» WHAT YOU SHOULD DO
Return all of the entries word for word, but omit the pictures they contain.

» INPUT
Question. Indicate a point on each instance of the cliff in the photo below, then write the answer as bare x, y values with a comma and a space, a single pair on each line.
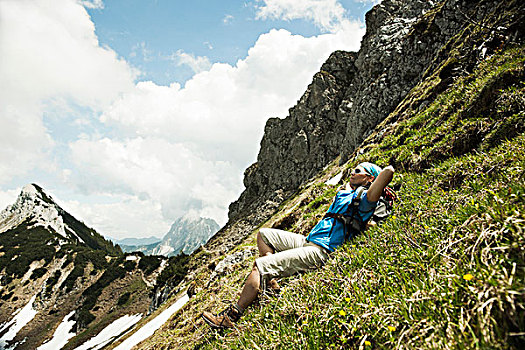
437, 90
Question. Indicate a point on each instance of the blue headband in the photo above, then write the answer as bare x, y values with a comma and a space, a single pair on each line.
370, 168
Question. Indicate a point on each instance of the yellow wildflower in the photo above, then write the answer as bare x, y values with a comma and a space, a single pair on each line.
468, 277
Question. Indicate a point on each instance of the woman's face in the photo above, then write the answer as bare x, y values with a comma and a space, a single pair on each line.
359, 176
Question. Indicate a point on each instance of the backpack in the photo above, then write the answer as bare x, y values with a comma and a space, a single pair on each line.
354, 224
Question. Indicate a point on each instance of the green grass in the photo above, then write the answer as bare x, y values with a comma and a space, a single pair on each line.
447, 269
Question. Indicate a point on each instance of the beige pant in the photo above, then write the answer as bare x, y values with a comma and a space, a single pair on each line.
293, 254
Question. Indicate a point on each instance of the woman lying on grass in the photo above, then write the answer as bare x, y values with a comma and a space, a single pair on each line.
285, 253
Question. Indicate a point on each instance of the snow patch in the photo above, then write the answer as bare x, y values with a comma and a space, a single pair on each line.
22, 317
61, 336
111, 332
149, 328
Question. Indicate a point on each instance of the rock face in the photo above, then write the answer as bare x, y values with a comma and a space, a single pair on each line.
35, 208
56, 270
185, 235
352, 94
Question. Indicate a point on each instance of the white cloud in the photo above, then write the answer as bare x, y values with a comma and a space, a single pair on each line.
8, 197
140, 48
157, 170
122, 217
157, 151
187, 147
227, 19
197, 64
327, 15
48, 52
92, 4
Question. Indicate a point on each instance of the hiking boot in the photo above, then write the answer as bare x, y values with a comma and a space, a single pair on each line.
224, 319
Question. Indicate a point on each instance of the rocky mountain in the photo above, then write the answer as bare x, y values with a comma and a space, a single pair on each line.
136, 241
186, 234
437, 90
61, 282
354, 91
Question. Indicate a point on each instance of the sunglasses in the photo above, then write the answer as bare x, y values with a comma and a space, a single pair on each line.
359, 171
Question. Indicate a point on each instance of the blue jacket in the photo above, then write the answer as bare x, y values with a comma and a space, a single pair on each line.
329, 232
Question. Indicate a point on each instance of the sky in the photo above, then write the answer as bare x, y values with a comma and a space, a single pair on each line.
133, 113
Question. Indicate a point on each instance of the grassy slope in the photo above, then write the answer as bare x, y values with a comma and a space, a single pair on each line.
445, 271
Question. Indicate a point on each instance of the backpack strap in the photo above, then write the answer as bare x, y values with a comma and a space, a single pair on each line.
351, 221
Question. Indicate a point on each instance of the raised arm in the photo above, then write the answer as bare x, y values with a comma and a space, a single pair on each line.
379, 184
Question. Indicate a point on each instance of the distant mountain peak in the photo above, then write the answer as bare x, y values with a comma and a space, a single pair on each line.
34, 203
186, 234
34, 207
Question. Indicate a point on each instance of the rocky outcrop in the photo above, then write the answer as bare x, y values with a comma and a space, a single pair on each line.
295, 148
186, 234
353, 93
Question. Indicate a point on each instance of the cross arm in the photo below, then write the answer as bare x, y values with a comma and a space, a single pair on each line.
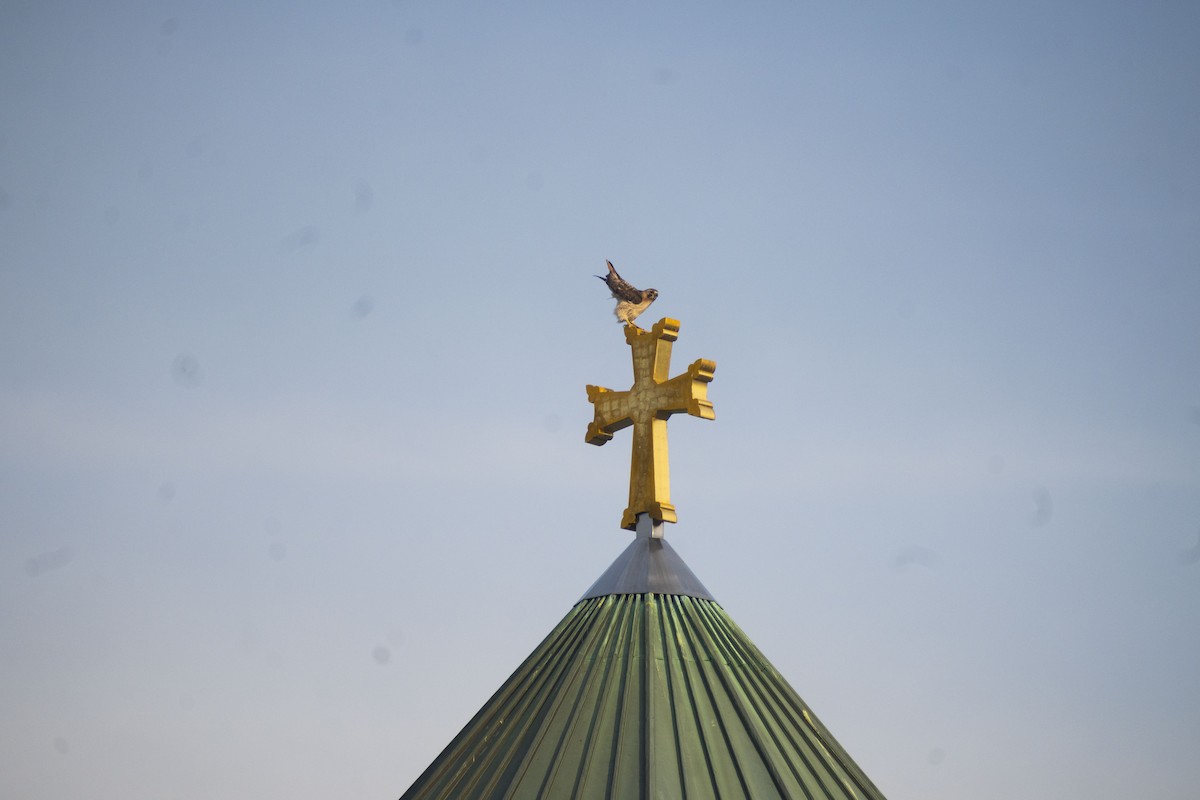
688, 392
612, 414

» CORRECT RESPONSE
Question. Indicate a point on each instance of the cliff in the photo below, then write the answer as bare x, y values with a comma and a space, a single pair on each line.
437, 90
Question. Indicate a point on each instance of the blue headband in the photo above, then write the answer as bare x, y values with a comma and a space, a single pair on each line.
370, 168
Question. Indicate a point on each instance of the yellow wildflower in the photo above, then write the answer as bare x, y values with a comma and a space, a single pair on each line.
468, 277
Question. Indicate a point on each instance of the woman's face in the photo above, then write the answer as bare x, y values with a comma and a space, a single pair on each line.
359, 176
Question. Indicate a point on each instance of the backpack in the photo above, then write the answer as bare x, y values with a comma and a space, a single pair on each line.
354, 224
Question. Indicate a point on each instance of the green grass in the photo above, then write the answer as bare x, y values with a comma and a space, a single pair on each line.
447, 269
Question. Indicate a point on each instance of the beige pant in the photo above, then write the answer as bare x, y values with a comma and a space, a single pair on each line.
293, 254
Question. Indicate a point on each instance of the woman lying on grass in the photo above, then write the answer as bare x, y values with a comma and a space, a single pair on each line.
285, 253
Question. Indicate a point on each instance of the snow patch in the photo above, then write the answer as bare x, y values with a comma and a space, a single pair on each line.
22, 317
61, 336
111, 332
149, 328
Question. Indicate a point on each instance of the rock face in the photo above, then write the answer as bare x, y values with a comma and a space, a single pair on each line.
35, 208
56, 270
185, 235
352, 94
Question. Indicate a point on each instance of the white cloud in the photo above, then write the answer as bare x, y values with a comma and a space, a single pair on each line.
8, 197
140, 48
157, 170
122, 217
157, 151
187, 147
227, 19
197, 64
327, 15
48, 52
92, 4
Question. Indicate a point on each instance of the hiking boot in the photo above, then write the answer as bare x, y values with a comma and a space, a single pair on each line.
224, 319
Question. Indicate a point on each instance of the rocky mountain in the photo above, then write the answer as bare x, y values with a comma and a space, a single pair on each line.
136, 241
186, 234
437, 90
61, 282
354, 91
Question. Indicate a point on each instance of the sunglasses in the photo above, then write the answer as bare x, y values with a comma and a space, a single pair on each line.
359, 171
Question. Indicate a point on each instance of the blue jacket in the photo above, then write the answer as bare x, y values with a comma and a space, a single pair on each line.
329, 232
Question. Indicate a point on each instance of the sky in the photo above, then write the answer as bare x, y values with a comma and a space, a single pair on each line.
133, 113
Question. Indicate a point on each instance of the grassy slope in the photo above, then write the answer as bare x, y values with a comma and a space, a single pair on each line.
445, 271
Question. Indicate a point on each instance of the backpack strap in the photo above, then write the answer as bare x, y values with a comma and a space, a single pair on each line.
351, 221
Question. Indicate a point on each instance of the raised arm in the photo above, then write the answer as bare x, y values with a comma and a space, a single pair on each line.
379, 184
Question. Indicate a point on each instance of the distant mountain peak in the photo above, then write the answer as bare x, y values with a comma and a space, a single pair on each line.
34, 203
186, 234
34, 207
Question. Indicate a point on each instance of the rocky outcrop in the photo above, then write the answer as bare x, y values with a comma and a space, a single pair on each line.
295, 148
186, 234
353, 93
Question. Indicate a point on each instance of the cross arm in the photo below, then write the answer as bare x, y values with a comma and a space, a single pair on each line.
688, 392
612, 414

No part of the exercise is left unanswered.